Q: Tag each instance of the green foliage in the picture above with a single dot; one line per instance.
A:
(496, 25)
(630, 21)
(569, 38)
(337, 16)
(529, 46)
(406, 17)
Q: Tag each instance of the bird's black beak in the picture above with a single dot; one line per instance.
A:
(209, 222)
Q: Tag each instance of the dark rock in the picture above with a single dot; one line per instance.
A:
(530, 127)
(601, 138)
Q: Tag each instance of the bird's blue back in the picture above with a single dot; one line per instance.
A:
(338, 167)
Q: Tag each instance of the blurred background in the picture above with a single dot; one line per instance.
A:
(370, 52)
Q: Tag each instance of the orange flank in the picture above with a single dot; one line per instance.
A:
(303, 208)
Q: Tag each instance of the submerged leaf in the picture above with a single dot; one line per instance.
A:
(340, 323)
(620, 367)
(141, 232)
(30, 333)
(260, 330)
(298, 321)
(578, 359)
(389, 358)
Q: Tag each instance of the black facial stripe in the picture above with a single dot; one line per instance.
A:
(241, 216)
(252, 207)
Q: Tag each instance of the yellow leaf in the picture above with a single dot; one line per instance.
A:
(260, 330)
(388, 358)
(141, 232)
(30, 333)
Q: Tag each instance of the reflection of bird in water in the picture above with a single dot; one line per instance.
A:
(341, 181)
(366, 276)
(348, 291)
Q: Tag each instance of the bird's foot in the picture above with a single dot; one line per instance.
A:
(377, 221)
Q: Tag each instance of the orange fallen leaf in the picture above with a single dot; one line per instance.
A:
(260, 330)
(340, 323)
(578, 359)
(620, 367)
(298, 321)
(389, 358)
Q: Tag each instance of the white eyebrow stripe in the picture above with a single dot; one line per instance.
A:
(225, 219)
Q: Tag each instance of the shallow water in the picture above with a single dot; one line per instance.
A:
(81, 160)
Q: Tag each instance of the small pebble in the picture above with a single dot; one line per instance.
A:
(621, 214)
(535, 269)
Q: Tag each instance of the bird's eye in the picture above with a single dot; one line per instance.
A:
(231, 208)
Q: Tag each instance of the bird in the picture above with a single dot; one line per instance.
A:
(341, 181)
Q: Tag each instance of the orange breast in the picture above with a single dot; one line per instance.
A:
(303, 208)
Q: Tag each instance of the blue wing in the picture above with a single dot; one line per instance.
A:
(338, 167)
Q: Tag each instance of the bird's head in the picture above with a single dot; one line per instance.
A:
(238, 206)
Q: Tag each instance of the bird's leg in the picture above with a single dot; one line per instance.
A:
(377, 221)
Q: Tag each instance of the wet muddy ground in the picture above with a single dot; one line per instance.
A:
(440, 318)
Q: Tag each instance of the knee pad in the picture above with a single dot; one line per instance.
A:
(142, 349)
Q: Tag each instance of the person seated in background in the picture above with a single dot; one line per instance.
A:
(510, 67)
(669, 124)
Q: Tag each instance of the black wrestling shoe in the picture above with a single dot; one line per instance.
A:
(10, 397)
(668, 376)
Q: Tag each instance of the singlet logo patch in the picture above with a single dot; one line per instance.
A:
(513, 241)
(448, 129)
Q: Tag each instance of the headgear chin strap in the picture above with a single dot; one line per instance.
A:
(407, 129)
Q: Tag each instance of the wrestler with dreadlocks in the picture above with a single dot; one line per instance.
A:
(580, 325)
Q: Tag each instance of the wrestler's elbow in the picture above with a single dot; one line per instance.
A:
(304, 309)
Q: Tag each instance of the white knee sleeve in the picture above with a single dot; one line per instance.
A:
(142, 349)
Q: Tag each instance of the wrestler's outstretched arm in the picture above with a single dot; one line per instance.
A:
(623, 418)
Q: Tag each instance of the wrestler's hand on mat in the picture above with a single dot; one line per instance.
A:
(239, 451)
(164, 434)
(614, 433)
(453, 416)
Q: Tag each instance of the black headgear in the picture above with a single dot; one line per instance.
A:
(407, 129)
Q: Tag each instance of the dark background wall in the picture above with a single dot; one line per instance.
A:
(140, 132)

==================================================

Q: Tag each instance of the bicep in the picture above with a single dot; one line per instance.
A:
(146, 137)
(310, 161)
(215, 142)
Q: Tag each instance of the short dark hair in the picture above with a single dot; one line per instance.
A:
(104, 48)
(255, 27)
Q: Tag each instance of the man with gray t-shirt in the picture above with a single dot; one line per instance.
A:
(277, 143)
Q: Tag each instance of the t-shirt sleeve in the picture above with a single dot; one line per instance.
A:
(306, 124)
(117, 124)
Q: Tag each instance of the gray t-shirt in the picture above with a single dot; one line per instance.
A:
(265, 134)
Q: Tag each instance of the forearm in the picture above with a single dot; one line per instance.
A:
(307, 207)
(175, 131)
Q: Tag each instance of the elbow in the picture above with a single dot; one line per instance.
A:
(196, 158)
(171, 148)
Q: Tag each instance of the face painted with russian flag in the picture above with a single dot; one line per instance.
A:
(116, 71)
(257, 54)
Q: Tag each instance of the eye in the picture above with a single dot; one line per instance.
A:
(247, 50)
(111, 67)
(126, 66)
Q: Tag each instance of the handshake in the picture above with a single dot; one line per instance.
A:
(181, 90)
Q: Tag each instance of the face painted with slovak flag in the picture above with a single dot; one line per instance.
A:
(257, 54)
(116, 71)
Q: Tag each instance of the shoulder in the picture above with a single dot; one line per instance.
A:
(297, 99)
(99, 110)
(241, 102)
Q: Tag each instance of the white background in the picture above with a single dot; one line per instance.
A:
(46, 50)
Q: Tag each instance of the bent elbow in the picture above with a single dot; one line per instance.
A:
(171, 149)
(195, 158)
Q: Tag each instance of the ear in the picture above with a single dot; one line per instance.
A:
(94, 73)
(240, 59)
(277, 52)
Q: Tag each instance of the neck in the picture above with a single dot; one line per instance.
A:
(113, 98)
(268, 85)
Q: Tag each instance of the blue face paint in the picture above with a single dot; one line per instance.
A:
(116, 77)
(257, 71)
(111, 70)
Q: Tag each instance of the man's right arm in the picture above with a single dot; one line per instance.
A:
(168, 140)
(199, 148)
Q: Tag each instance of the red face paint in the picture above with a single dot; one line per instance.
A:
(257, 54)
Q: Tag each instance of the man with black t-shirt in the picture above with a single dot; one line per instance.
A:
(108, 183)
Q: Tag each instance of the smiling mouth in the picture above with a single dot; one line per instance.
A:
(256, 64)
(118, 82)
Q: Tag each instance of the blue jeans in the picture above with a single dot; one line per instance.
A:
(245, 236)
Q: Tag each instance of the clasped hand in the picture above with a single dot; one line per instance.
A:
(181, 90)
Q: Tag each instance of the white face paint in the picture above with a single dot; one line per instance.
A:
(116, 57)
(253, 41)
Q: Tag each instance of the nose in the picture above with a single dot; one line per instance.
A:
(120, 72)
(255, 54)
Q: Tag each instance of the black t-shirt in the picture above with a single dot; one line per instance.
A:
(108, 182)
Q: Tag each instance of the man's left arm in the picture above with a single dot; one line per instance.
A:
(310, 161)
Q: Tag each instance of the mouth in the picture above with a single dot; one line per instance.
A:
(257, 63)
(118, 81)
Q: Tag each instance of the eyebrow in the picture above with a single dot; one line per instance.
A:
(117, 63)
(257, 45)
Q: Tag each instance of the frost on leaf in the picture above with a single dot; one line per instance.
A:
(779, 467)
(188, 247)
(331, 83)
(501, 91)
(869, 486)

==================================================

→ Task to complete
This exercise needs every line of the listing that contains the word "background".

→ Answer area
Q: Tag each instance of the blurred background in the picture above with a single dot; one line per instance.
Q: Tag each instance of the person seated in background in the picture above with a single dot; one line per instance.
Q: Tag each instance of the dark background wall in the picture above with a single dot; one line per instance.
Q: Tag each instance of the white background in the picture above with a single dot; one line per instance.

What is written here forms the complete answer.